• Instruction A
Copy out the rows below word for word, starting at the line that contains "Target phrase = transparent wing" and continuing down to the final line of the rows, with both of those lines included.

• Article
Young, Peterson one-two punch atop Braves’ lineup

Leadoff man Eric Young Jr. gets on base and No. 2 hitter Jace Peterson moves Young over — assuming Young hadn’t already stolen second — and then the middle of the order drives one or both of them home.

That scene has played out multiple times for the Braves during their Grapefruit League exhibition games this spring. That doesn’t mean it will continue when the games count, but for the first time in a while, the Braves can envision a real one-two punch at the top of their lineup because Young and Peterson fit those roles.

“It’s exciting because you see what they can do,” Braves manager Fredi Gonzalez said. “They get on base. They run the bases. They are athletic.”

• Record extracts
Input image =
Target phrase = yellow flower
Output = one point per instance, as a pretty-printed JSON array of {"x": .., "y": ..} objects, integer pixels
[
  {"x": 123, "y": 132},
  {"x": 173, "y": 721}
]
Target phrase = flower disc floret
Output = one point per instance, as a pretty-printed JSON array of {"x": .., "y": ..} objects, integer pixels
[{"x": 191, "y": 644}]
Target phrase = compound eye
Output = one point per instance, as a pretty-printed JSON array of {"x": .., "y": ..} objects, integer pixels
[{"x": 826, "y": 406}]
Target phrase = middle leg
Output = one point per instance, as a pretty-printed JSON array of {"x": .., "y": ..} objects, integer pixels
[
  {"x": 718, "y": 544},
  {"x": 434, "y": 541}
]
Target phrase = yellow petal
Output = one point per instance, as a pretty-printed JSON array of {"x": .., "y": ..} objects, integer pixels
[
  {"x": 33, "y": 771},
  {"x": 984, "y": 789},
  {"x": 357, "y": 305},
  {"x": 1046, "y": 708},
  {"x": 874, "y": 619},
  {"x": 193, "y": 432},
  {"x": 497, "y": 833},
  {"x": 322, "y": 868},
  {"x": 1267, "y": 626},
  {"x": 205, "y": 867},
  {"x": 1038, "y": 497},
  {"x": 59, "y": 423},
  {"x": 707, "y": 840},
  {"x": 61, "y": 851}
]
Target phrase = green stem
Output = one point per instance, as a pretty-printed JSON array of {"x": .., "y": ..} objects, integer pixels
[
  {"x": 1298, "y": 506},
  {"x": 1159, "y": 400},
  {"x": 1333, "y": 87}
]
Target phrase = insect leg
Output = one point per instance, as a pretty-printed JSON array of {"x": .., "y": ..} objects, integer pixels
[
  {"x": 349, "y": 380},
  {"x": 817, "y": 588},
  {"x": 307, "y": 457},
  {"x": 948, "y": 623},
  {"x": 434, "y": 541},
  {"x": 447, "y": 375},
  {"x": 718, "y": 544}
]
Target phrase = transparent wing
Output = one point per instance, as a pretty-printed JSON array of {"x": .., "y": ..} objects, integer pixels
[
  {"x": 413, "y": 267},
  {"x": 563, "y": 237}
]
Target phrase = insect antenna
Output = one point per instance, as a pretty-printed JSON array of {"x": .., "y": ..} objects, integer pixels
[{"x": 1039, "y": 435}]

• Instruction B
Translate this sentence from the article about the Braves' lineup into Spanish: "That scene has played out multiple times for the Braves during their Grapefruit League exhibition games this spring."

• Output A
Target phrase = transparent wing
Output = one point per instance, as a pretty-printed JSON array of {"x": .., "y": ..} objects, integer pixels
[
  {"x": 413, "y": 267},
  {"x": 563, "y": 237}
]
Target phrase = insect antenna
Output = one point per instance, as a pretty-printed JSON array of {"x": .., "y": ..} objects, integer pixels
[{"x": 1039, "y": 435}]

• Output B
Esa escena se ha repetido varias veces para los Braves durante sus juegos de exhibición de la Grapefruit League esta primavera.